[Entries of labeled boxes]

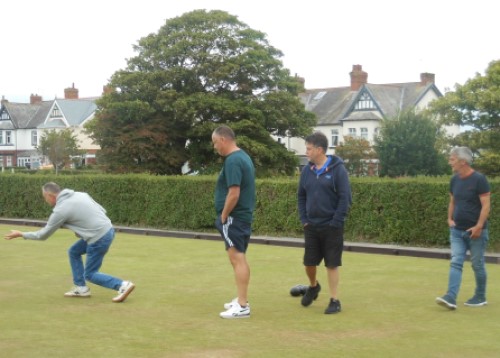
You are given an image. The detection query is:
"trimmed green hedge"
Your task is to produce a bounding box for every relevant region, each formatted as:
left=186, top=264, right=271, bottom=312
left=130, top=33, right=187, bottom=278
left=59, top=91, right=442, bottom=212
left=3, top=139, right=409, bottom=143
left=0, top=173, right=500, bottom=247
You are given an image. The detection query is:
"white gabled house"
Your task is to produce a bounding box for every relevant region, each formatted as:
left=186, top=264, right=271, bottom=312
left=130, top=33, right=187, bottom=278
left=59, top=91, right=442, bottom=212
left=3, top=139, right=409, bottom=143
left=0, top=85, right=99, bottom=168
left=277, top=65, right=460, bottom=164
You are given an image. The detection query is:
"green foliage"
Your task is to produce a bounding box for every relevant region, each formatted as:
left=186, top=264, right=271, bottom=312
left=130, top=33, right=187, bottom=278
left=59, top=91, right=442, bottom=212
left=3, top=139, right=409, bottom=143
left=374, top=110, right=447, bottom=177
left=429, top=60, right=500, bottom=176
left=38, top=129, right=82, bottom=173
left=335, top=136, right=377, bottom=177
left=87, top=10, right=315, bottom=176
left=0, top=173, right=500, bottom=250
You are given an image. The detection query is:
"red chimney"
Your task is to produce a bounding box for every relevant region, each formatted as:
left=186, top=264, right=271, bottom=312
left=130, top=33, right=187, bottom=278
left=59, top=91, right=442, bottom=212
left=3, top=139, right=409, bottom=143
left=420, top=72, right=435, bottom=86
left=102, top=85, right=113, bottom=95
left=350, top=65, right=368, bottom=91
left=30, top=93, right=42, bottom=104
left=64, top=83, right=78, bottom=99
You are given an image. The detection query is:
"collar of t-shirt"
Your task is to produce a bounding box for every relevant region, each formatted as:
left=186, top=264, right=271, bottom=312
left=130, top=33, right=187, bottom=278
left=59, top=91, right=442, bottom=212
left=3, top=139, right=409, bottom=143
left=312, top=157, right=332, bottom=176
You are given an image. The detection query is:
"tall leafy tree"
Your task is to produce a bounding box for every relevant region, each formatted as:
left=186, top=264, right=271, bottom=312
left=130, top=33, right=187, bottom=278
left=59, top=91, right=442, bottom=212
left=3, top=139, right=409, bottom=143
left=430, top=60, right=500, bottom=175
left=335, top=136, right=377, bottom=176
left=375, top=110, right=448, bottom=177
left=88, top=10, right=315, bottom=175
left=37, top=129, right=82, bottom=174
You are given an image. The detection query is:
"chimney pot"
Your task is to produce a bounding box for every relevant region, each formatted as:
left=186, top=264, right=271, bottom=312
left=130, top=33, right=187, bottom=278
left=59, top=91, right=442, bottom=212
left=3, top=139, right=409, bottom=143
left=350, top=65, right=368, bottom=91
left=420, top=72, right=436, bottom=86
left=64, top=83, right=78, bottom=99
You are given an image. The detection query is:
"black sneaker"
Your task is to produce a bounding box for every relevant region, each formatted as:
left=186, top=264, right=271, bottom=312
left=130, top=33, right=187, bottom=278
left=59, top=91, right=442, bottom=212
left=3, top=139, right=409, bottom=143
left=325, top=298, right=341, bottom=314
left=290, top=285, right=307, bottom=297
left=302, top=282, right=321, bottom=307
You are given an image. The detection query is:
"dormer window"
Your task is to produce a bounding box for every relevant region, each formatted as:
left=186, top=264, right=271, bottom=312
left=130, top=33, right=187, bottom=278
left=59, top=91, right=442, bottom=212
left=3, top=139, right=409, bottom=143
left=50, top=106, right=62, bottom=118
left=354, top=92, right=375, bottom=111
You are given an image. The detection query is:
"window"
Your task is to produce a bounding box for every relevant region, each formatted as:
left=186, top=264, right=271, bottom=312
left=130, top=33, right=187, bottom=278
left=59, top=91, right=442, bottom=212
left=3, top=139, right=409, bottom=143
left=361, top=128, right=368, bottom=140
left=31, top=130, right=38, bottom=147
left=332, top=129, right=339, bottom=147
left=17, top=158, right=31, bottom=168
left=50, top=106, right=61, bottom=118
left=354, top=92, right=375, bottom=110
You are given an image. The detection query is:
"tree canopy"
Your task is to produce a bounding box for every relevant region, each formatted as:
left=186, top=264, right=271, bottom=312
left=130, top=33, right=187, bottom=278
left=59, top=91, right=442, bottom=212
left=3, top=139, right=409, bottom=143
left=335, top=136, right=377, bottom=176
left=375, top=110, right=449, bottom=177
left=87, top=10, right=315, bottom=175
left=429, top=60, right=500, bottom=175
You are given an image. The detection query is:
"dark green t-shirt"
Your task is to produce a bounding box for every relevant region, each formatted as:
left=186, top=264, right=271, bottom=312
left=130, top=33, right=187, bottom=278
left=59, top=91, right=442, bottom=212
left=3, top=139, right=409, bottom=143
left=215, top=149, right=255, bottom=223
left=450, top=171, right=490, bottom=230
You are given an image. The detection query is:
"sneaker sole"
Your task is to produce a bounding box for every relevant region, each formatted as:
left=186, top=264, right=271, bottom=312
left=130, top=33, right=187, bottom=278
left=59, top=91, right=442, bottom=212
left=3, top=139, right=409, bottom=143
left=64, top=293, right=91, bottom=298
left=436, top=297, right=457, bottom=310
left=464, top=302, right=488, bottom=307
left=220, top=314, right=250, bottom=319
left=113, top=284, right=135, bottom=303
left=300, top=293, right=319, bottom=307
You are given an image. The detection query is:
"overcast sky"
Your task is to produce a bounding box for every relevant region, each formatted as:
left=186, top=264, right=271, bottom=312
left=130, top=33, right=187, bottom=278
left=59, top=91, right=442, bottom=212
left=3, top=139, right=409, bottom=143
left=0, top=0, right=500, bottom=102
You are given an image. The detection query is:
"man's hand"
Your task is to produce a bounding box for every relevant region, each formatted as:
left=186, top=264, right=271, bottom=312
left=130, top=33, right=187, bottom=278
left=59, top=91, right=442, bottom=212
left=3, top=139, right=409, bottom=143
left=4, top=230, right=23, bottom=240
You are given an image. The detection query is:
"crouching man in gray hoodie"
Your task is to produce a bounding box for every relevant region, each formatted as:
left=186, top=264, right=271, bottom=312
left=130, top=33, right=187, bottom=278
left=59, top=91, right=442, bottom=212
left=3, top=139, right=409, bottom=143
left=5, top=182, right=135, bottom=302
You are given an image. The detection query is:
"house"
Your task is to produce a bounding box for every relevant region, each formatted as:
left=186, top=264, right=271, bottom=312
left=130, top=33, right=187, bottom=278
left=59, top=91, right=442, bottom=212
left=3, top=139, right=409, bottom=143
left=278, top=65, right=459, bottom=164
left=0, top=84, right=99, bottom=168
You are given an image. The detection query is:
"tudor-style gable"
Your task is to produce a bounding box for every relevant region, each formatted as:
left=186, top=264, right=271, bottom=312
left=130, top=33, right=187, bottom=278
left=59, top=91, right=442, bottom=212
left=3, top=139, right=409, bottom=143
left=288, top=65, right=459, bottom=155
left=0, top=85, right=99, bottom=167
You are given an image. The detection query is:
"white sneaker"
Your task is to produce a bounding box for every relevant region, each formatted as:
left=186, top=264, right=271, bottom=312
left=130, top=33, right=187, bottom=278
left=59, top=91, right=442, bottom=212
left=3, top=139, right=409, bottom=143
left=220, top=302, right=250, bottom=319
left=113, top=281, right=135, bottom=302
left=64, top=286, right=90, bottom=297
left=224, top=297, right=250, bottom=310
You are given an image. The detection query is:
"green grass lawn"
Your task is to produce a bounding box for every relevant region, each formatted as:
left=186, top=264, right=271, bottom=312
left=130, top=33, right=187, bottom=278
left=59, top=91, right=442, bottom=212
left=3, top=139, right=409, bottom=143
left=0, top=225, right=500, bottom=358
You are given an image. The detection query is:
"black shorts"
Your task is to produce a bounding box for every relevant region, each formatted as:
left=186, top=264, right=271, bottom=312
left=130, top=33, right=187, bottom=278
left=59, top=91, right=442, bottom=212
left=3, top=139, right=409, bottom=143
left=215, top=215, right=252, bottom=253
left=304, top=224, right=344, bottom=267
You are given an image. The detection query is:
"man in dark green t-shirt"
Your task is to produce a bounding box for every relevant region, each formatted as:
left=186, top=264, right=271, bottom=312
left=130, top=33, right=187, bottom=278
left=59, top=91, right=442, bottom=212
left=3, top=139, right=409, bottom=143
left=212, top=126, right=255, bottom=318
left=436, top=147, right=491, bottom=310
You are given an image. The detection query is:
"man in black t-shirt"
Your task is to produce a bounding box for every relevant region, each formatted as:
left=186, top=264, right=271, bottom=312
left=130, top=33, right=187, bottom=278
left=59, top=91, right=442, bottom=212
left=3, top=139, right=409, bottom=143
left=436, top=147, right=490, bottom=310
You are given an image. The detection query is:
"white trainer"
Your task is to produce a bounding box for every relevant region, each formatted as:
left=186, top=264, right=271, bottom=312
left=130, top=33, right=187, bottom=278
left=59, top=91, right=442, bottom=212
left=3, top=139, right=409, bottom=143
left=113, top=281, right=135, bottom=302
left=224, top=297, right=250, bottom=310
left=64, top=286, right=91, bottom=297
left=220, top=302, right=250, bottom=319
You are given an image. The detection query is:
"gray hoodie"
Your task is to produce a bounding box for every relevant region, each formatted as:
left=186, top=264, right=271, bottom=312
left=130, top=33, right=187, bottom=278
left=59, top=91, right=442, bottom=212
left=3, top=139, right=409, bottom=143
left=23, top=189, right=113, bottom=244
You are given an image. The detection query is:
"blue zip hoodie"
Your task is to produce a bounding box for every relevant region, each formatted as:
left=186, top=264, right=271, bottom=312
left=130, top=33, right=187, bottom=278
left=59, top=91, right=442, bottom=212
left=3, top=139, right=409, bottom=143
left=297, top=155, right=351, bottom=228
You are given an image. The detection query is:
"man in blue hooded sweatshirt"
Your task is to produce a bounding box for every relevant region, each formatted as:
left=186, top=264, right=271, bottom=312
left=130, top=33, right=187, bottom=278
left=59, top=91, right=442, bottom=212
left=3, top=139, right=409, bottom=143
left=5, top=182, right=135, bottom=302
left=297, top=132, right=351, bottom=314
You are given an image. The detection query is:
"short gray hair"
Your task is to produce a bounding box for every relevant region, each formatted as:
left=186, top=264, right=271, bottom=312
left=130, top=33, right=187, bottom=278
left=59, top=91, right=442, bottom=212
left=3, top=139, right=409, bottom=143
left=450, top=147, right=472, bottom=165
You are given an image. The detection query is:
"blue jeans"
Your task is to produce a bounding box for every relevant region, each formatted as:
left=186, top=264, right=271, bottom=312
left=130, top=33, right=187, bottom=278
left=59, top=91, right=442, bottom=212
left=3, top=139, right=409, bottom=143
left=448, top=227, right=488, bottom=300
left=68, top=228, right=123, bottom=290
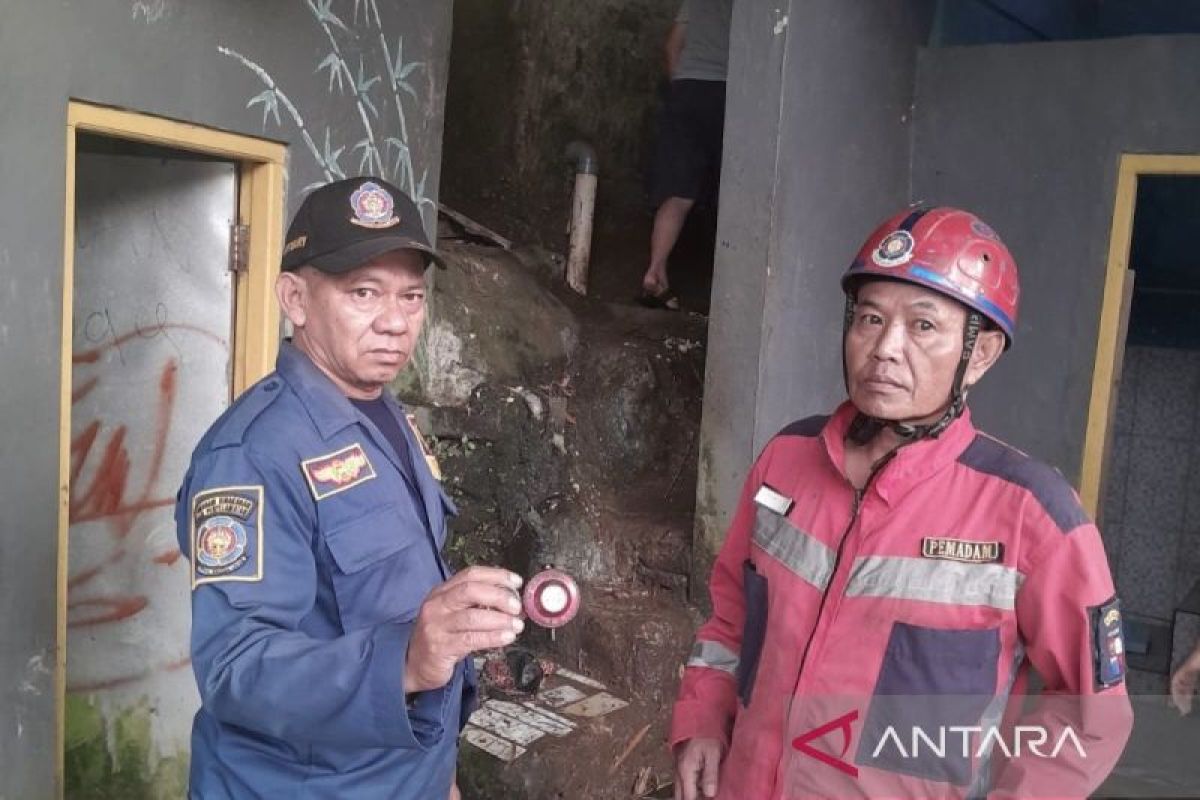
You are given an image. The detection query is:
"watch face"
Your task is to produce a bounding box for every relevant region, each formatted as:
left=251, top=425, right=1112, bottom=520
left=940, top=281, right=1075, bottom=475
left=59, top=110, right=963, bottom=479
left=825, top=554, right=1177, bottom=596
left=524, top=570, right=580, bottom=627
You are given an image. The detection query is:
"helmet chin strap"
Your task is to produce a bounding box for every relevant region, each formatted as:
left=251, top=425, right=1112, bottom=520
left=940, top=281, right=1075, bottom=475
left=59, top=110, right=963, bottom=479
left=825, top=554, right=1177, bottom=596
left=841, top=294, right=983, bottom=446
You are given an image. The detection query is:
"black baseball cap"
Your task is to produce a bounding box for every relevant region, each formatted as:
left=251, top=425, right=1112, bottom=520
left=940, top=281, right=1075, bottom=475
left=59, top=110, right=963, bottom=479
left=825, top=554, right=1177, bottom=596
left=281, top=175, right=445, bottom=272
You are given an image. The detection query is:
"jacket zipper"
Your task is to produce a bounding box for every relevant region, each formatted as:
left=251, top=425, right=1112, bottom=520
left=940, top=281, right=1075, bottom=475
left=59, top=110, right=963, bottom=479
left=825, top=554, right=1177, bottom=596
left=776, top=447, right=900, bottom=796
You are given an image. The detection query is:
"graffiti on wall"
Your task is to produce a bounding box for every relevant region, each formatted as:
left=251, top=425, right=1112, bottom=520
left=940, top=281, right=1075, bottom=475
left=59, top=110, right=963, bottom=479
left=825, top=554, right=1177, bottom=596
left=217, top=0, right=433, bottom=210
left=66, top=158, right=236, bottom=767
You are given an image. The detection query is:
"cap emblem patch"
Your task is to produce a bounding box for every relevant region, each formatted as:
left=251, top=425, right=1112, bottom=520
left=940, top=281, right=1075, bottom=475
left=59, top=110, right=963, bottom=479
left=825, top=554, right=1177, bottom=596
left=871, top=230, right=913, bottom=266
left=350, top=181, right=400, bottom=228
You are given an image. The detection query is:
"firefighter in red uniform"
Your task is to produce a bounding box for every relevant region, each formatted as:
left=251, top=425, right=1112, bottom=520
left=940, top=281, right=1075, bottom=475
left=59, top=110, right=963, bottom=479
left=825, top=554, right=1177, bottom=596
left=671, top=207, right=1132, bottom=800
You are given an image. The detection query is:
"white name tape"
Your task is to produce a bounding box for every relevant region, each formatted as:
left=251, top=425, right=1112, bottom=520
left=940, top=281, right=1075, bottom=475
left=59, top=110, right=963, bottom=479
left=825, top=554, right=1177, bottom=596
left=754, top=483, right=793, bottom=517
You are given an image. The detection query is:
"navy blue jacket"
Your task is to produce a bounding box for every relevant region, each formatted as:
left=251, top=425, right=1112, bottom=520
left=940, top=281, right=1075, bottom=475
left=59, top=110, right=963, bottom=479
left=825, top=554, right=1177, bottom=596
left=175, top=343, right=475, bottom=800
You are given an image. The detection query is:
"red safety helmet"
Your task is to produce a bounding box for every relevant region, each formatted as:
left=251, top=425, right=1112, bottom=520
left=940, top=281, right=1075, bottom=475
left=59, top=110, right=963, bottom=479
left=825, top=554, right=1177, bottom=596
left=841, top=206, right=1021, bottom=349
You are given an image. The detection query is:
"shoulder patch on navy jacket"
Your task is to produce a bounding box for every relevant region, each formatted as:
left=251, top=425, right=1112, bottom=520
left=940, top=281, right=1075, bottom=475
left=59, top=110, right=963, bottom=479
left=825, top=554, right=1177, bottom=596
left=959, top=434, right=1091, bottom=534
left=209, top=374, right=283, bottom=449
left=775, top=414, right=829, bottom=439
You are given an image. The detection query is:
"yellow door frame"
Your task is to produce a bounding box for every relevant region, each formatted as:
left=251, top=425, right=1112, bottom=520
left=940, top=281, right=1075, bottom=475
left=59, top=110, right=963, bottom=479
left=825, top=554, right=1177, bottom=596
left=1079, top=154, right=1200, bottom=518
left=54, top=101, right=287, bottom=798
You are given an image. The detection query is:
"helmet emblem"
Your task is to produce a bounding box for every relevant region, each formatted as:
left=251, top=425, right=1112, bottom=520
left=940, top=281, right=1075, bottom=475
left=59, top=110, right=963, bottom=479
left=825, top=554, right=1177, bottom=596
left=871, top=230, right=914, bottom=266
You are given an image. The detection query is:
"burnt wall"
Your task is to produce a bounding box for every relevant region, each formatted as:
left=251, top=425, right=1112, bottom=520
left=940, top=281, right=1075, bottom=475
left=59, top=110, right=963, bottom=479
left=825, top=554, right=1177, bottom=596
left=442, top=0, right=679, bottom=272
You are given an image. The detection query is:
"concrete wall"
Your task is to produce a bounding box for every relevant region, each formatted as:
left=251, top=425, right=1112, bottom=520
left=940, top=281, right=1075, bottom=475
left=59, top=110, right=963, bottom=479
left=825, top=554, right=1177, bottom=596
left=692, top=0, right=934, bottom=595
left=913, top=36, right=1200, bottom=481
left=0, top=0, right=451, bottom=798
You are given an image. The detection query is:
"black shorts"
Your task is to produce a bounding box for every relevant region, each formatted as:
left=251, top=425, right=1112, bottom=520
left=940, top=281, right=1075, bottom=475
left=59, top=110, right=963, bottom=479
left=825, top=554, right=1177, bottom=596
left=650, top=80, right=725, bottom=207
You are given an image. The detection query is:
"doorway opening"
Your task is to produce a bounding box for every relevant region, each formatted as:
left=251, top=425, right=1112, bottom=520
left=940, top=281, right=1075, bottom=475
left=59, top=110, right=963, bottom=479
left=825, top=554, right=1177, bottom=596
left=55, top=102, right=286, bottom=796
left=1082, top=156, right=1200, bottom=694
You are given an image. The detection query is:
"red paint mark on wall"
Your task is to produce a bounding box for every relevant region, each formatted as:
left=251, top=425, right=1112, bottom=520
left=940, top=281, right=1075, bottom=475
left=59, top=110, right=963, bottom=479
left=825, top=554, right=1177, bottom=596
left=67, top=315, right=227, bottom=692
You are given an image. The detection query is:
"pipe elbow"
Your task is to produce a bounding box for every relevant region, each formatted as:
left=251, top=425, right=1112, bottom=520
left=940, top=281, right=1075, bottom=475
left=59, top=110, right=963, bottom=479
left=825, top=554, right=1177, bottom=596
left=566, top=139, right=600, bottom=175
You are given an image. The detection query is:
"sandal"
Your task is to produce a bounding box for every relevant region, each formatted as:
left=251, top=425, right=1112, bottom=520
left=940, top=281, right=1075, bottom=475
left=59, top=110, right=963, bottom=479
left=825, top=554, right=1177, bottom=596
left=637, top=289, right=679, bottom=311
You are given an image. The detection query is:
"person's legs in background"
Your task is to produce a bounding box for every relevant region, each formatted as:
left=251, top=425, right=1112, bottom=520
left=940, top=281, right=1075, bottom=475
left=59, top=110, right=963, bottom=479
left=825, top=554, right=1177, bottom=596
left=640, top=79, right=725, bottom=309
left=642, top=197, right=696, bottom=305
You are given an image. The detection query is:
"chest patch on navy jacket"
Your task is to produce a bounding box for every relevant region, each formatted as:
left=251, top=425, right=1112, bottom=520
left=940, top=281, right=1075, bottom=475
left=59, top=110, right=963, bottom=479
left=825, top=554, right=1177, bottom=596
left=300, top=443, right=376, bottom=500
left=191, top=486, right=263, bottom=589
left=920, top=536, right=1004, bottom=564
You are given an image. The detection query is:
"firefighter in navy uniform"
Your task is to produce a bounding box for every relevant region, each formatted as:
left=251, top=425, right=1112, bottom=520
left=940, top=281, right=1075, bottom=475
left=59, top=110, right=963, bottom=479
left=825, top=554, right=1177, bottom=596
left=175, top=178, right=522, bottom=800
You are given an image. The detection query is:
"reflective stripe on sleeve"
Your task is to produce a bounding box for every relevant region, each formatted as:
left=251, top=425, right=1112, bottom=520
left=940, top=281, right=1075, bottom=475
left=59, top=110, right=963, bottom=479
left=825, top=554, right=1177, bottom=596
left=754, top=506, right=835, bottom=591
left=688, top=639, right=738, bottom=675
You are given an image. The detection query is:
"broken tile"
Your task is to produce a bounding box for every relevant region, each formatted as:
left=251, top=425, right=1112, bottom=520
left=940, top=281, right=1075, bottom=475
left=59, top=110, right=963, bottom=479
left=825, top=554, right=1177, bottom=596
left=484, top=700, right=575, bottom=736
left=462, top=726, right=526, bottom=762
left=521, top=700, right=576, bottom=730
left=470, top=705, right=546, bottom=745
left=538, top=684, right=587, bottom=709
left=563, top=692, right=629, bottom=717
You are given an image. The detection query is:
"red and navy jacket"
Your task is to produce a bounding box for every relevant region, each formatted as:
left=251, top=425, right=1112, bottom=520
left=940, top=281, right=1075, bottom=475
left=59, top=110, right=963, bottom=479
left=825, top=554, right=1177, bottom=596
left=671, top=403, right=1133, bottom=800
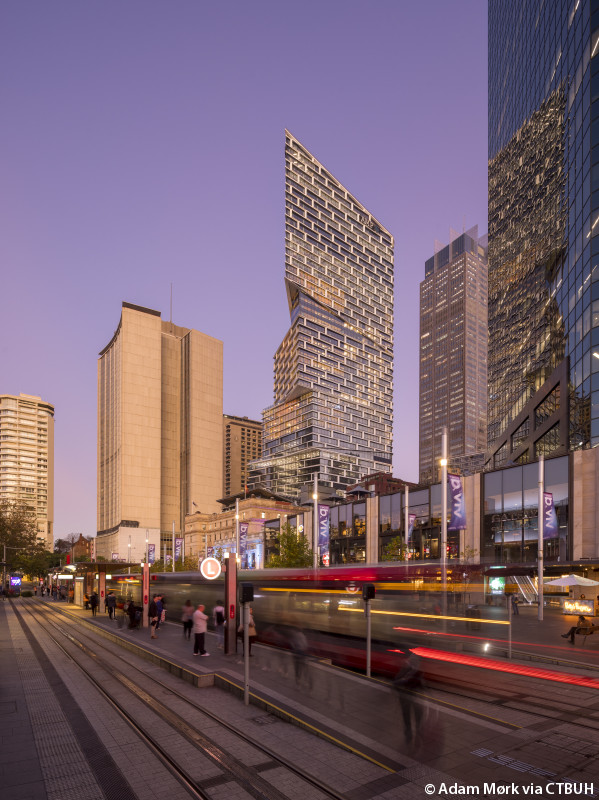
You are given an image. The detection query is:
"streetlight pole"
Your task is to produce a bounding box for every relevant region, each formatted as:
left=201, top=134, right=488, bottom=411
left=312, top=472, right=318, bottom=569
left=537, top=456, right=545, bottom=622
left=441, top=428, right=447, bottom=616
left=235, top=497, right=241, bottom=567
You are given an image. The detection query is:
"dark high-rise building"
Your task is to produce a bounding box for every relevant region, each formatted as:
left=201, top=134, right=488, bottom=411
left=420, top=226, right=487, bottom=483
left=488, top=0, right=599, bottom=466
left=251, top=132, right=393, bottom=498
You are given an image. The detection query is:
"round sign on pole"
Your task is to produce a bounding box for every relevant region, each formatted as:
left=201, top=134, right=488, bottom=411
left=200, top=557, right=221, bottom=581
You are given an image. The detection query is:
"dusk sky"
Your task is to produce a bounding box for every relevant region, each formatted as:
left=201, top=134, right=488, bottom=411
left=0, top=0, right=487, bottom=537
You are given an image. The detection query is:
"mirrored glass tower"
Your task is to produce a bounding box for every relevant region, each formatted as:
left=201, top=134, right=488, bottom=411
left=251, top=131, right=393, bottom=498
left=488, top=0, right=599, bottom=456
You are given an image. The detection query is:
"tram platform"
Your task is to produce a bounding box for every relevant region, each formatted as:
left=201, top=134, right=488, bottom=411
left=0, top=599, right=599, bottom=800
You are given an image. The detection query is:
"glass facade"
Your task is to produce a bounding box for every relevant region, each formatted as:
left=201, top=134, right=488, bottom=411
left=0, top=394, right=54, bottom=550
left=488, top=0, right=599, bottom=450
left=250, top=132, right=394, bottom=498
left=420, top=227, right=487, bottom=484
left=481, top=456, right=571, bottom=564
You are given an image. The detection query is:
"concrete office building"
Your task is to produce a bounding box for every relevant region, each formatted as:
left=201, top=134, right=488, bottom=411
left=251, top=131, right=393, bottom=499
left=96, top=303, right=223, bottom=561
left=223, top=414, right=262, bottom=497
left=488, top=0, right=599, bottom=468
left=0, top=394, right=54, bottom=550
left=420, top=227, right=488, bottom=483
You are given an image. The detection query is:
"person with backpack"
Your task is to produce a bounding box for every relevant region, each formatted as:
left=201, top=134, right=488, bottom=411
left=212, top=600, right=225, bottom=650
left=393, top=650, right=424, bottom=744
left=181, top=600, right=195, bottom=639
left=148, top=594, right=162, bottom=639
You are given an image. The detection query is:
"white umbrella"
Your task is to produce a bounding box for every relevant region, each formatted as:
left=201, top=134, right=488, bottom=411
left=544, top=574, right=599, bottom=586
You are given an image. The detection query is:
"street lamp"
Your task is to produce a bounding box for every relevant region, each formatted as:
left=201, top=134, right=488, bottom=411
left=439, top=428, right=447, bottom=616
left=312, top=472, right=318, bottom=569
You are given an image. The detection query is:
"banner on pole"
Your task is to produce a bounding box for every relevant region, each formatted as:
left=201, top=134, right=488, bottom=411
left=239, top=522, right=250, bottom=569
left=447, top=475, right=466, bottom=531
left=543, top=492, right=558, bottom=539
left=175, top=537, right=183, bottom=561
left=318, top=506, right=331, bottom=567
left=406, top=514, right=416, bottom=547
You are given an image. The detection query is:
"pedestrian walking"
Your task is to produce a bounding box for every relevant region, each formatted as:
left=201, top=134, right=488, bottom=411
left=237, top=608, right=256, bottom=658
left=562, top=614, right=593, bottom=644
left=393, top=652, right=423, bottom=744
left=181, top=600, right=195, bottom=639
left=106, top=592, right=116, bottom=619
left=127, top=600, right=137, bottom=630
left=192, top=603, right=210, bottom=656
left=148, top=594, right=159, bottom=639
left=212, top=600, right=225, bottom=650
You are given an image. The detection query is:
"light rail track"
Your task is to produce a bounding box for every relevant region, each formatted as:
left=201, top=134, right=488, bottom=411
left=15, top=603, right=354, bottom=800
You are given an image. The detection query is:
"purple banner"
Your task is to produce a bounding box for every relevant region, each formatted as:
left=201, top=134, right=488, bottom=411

• **Exercise brief**: Repeat the part that opens at the start of the entries and closes with the line containing "left=0, top=173, right=500, bottom=247", with both of those ends included. Leave the pictures out.

• **Exercise result**:
You are given an image. The detection query is:
"trimmed green hedge"
Your task is to produce a bounding box for every relevant region, each formatted as:
left=186, top=264, right=271, bottom=312
left=130, top=33, right=187, bottom=278
left=59, top=91, right=442, bottom=212
left=3, top=139, right=409, bottom=143
left=0, top=173, right=500, bottom=247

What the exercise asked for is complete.